> [RECORD EXCERPTS]:
<<<<

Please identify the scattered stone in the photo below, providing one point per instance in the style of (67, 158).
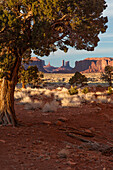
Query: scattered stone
(62, 119)
(46, 122)
(63, 153)
(71, 163)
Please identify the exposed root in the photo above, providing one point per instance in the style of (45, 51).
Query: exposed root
(7, 119)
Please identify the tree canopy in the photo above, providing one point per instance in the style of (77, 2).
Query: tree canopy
(108, 74)
(30, 75)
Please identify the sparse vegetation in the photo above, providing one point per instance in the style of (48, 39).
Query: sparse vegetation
(85, 90)
(78, 78)
(73, 90)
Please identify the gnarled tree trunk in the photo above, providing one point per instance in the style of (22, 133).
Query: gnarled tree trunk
(7, 112)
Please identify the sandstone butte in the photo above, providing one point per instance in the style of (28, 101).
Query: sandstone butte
(88, 65)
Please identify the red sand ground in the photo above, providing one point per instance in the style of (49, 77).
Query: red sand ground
(70, 139)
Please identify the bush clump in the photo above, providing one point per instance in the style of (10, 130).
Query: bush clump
(85, 90)
(78, 79)
(73, 90)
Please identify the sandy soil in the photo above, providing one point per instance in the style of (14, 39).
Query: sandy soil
(70, 139)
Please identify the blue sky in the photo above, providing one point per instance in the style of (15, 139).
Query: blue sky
(104, 48)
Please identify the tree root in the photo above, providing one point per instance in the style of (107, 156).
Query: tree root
(7, 119)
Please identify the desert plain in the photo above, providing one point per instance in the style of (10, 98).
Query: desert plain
(59, 131)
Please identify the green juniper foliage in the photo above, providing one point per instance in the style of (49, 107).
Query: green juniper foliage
(30, 75)
(108, 74)
(73, 90)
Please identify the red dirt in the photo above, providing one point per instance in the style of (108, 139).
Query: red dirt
(85, 134)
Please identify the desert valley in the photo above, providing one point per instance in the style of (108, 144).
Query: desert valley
(58, 130)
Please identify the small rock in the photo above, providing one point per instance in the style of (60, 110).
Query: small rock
(63, 153)
(62, 119)
(46, 122)
(71, 163)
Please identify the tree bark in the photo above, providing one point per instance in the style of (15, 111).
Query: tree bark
(7, 112)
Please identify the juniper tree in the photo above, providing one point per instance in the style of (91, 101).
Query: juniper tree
(42, 26)
(30, 75)
(108, 74)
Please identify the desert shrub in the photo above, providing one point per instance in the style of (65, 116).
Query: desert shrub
(99, 85)
(110, 90)
(78, 78)
(73, 90)
(85, 90)
(51, 107)
(71, 102)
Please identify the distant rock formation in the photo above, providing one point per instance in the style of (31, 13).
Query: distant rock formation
(38, 62)
(88, 65)
(65, 68)
(49, 68)
(92, 65)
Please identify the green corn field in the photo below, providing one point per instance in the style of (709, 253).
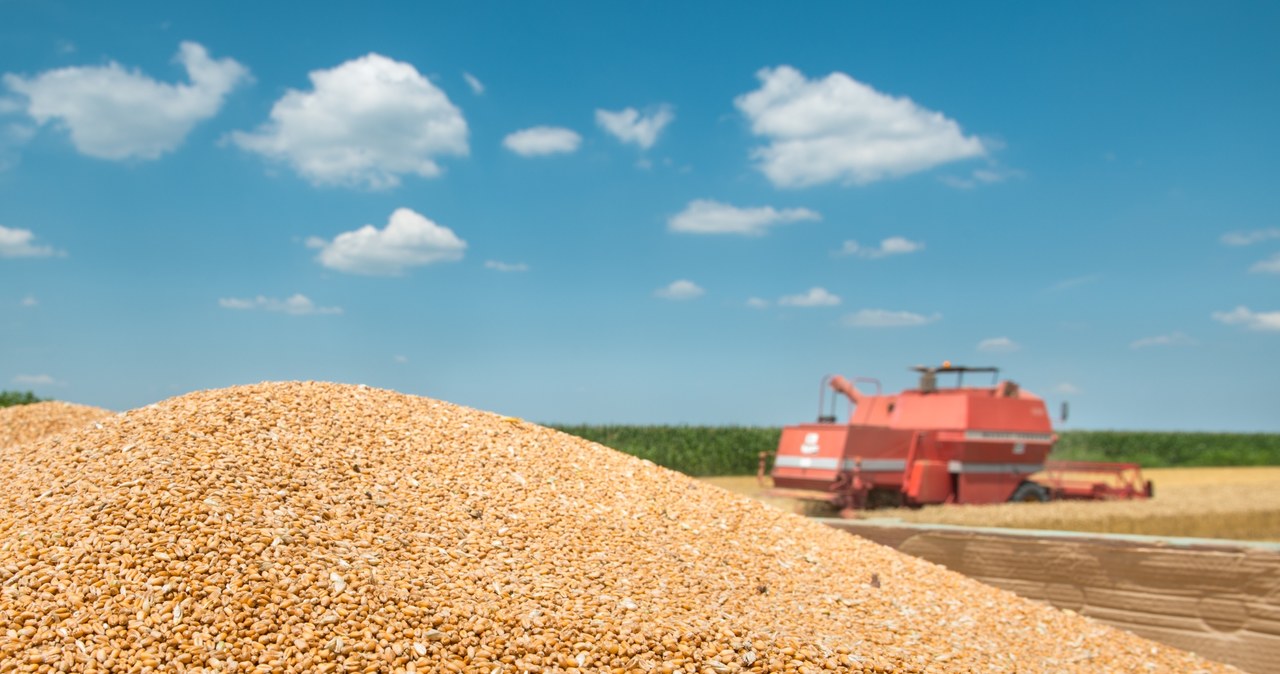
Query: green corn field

>>>>

> [EXERCISE DETAILS]: Copy out each record shown above without alteration, skipping any picture.

> [COMPLETED TASK]:
Please identify the scattered stone in the photo below, providing one point per instance in the style of (67, 158).
Query: scattered stone
(62, 119)
(46, 122)
(63, 153)
(71, 163)
Please identify the exposed root in the photo above, providing one point per instance in the style of (45, 51).
Query: exposed root
(7, 119)
Please identify the tree canopy in the photo above, providing one point per instance in the style of (77, 2).
Query: tree canopy
(108, 74)
(30, 75)
Please identify the sparse vegetation in the photo above, providing one point per instance in the style of (48, 39).
Query: sparse vegetation
(85, 90)
(78, 78)
(73, 90)
Please identify the gnarled tree trunk in the photo above, providing one point per instance in the style of (22, 133).
Query: gnarled tree trunk
(7, 112)
Please identify the sandstone butte in the photo above, providing one point per instance in the style of (28, 101).
Query: sandstone butte
(88, 65)
Please identify the red sand ground in the photo above, providing one point per instance in the style of (49, 77).
Query: red sand ground
(70, 139)
Please identify the bush clump in the photo above, providing one point per instance in the style of (10, 130).
Query: bush clump
(85, 90)
(78, 79)
(73, 90)
Please identify the sandy soil in the photo above, providing one point per instance in the style of (14, 39).
Query: sandy soil
(70, 139)
Please identify the blue sky in the photo above, providing one point per instance in the style of (15, 139).
Query: blue sky
(104, 48)
Please identify the tree root in the photo above, providing one point per instance in the style of (107, 156).
Query: tree root
(7, 119)
Please identify the desert plain in the photo above, providing one point per instance in the style of (10, 98).
Query: desert plain
(59, 131)
Please identify the green juniper foliage in the photo above, providing one point per instance in the style of (49, 107).
Query: green juniper foliage
(30, 75)
(108, 74)
(73, 90)
Please identify the red dirt in the photo above, providing one point per instance in the style of (108, 139).
Query: red dirt
(85, 134)
Please identify the desert valley in the photo above, providing one point per instance in the style of (108, 144).
Query: desert valley
(58, 130)
Please identify the small rock in the photo above, providing one point per instance in the style of (60, 110).
Query: small rock
(63, 153)
(62, 119)
(46, 122)
(71, 163)
Please identify the tree bark in the photo above, providing one point per instance in the style of (15, 111).
Query: tree bark
(7, 112)
Please identify the juniper tree in the photo above, providing one point per instance in the style of (91, 101).
Query: juniper tree
(42, 26)
(30, 75)
(108, 74)
Please identify the desert shrub in the photo above, providing one point per instance in the style of (65, 116).
Query: desert shrub
(99, 85)
(110, 90)
(78, 78)
(73, 90)
(85, 90)
(51, 107)
(71, 102)
Please identify the distant rock formation in the photo above, providing one point per instance in the style of (31, 13).
Query: distant rock formation
(38, 62)
(88, 65)
(65, 68)
(49, 68)
(92, 65)
Please identify the green corn field in the photo below, providing one point per instance in the style of (709, 253).
Query: green corn field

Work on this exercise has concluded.